- **Task instructions**
Print all of the following lines word for word, leaving out the pictures.

- **Listed records**
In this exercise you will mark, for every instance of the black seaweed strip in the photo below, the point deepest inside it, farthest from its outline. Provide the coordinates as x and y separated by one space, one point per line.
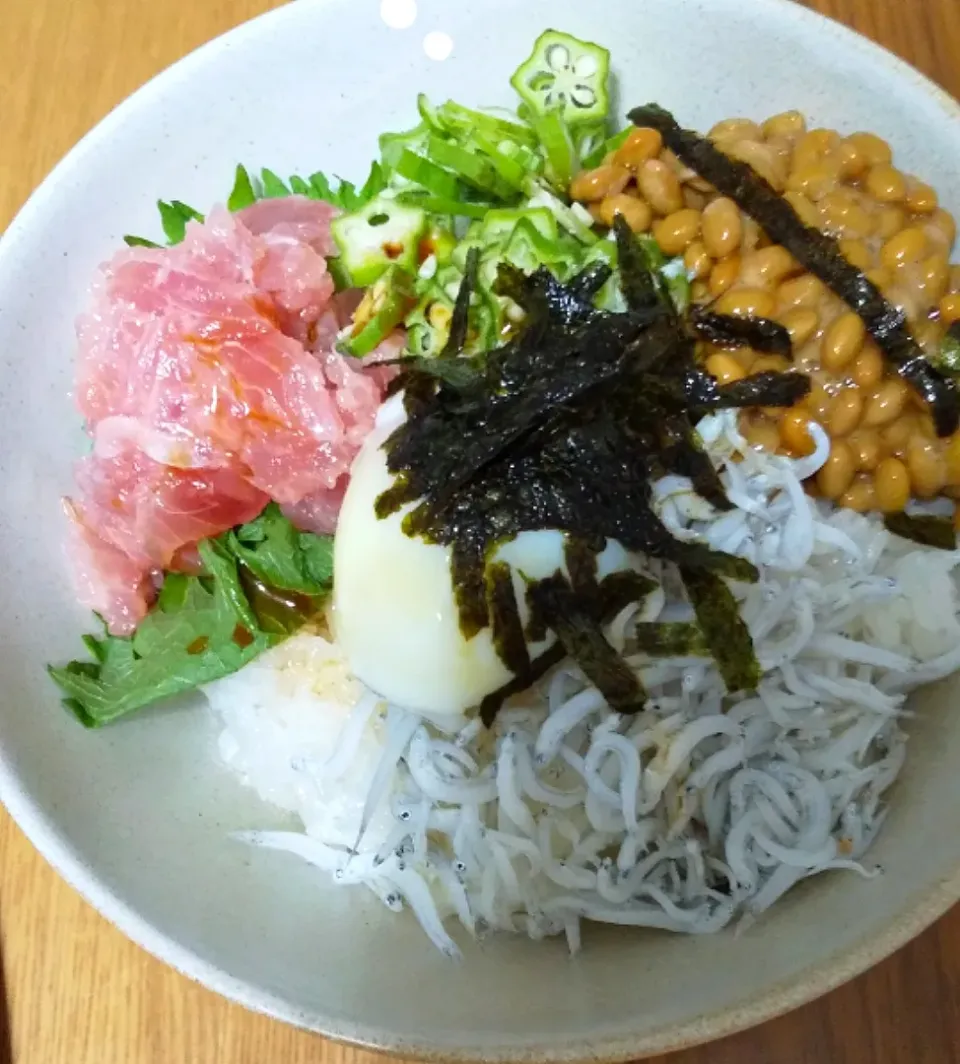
724 629
461 318
671 639
507 628
762 334
584 642
816 252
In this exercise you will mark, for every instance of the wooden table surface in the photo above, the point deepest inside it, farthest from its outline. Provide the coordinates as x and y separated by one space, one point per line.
78 992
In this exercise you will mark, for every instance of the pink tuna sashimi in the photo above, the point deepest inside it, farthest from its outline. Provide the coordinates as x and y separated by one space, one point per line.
202 400
294 218
186 343
149 511
104 579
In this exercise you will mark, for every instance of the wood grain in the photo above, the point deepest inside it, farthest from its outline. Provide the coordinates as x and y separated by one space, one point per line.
78 992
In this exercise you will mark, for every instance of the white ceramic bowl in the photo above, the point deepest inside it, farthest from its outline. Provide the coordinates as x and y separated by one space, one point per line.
136 816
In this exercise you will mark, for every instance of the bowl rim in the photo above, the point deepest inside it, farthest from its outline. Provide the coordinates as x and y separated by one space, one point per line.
928 904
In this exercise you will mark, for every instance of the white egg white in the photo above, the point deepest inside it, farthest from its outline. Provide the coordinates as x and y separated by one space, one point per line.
394 612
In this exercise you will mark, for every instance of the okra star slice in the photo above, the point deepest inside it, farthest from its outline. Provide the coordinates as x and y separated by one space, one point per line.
568 73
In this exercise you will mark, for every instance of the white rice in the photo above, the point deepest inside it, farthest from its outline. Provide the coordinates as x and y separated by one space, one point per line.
699 811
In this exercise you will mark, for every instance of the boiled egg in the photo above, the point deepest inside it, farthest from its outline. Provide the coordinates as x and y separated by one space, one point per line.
394 611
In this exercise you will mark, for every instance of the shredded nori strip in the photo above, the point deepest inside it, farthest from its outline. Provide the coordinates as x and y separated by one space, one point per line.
815 251
676 638
616 591
925 529
460 318
505 621
578 631
565 427
726 330
724 629
759 389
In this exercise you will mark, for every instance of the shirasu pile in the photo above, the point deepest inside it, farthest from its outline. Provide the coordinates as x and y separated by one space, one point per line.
702 810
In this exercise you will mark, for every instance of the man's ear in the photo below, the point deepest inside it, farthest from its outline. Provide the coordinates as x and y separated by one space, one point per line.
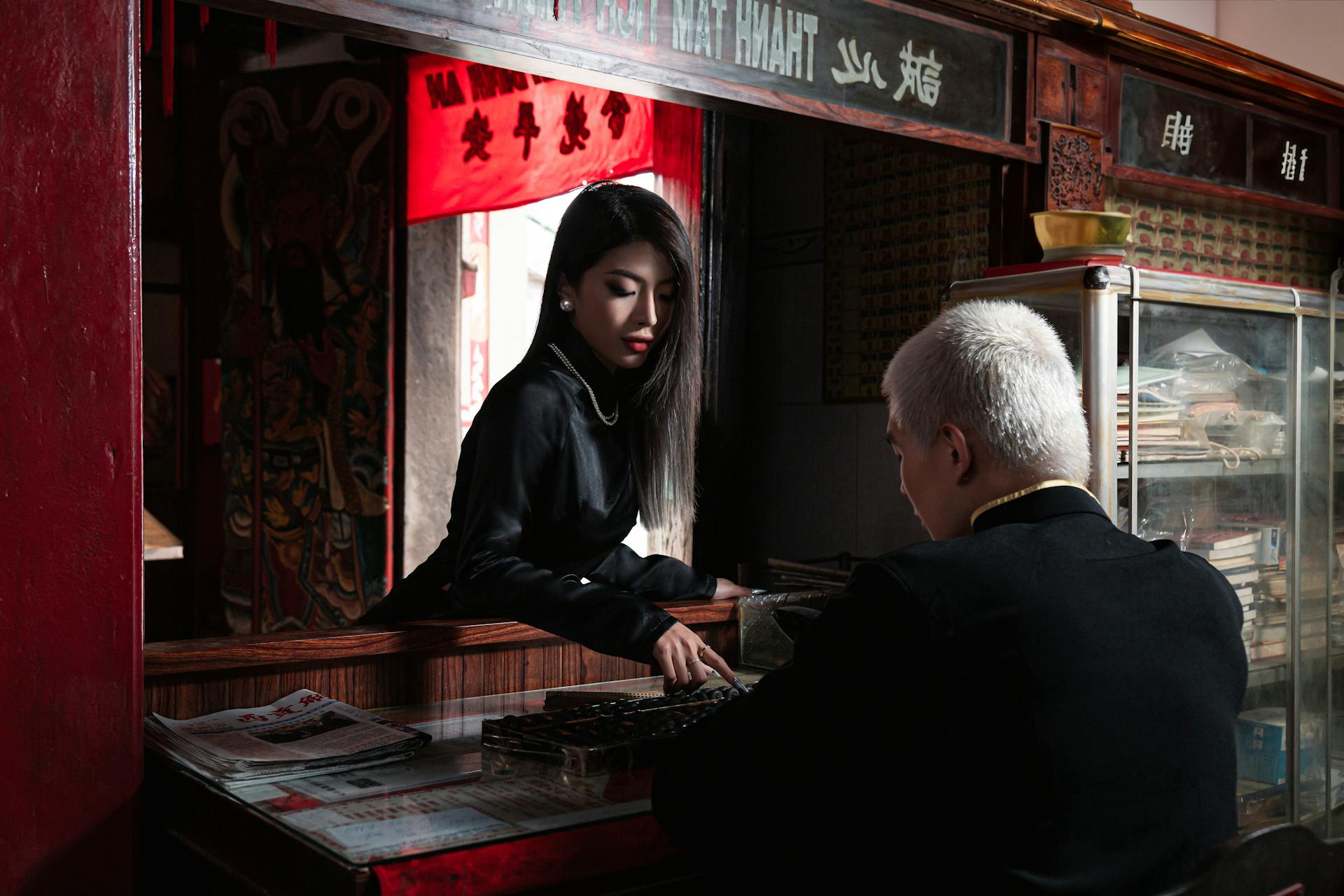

- **Solution to this exercise**
In this exercise you will mark, for every instance of the black seaweed strip in the photo below, the point deepest inside it, farthest from its outline. Provide the coordinates as x and y separated by one space, one point per line.
724 629
461 318
671 639
507 628
762 334
584 642
816 252
In this exercise you will mark, for every instance of the wooden table surface in the photo above, the point deepest inside it, farthest from its outline. Provide the coordinates as x and y separated by one space, one point per line.
78 992
In this exercise you will mark, for every instance of the pink tuna sashimi in the photo above, the point deepest inside it, farthest from its outline. Provide the coordinates as x and y separated by one space, one point per line.
202 400
294 218
186 343
149 511
104 579
In this exercise you will mark, for every instance of the wood grain in the photo above, the point deepest inside it, farthest from its outline. Provide the coordinates as x and y separated by one space, one point per line.
78 992
In this exercise you will mark, for every instance of the white ceramic bowl in the photo above, the point deepest inside it, farthest from its outline. Provide the coordinates as x and y separated by one space, one point per line.
136 816
In this exercise you will mark, for every instance of the bowl rim in the photo above, the point deepest inside it, farthest from its outline. Provide the coordinates as x and y separated by one space, one point per line.
928 904
In this exercise you will mark, for every instance of the white egg white in the photo above, the point deepest inside it, farthest from its outline. Provide the coordinates as x and y separated by one space, one point per line.
394 612
In this exercise you will mark, for every instance of the okra star slice in the photo above, the point deepest inside it, farthest from its outline. Provide the coordinates as x and y separated by one space, one point per line.
568 73
In this exercise you will mark, for every instance of the white rice in the photo above, the point deepest inside it, farthest from its outline. Provide the coordinates as x and y separated by one space, one point per line.
699 811
In this exercise you will mark, for every instance of the boiled egg in the photo above, the point deepest inside it, farthest from its outline. Provide the coordinates as x and y separated by one space, one point per line.
394 611
In this exercise you will mark, for every instance of the shredded nori strip in the photo above, the point deepest inside it, farthest from its outline. Provide the coordinates as x and y separated by one space, one point per line.
815 251
676 638
616 591
925 529
460 318
505 621
578 631
565 427
726 330
724 629
759 389
In this exercise you will mark, for every instance of the shirasu pile in the photo above, the point deepest inside it, farthest from its outline. Provide the coordinates as x and y separated by one space, one point per line.
702 810
In this exercise you will mark, for every instance of the man's ear in the photo below, the point deepest inside it, farthest from its outline. Provide the coordinates as x and y separated by one space, one point per line.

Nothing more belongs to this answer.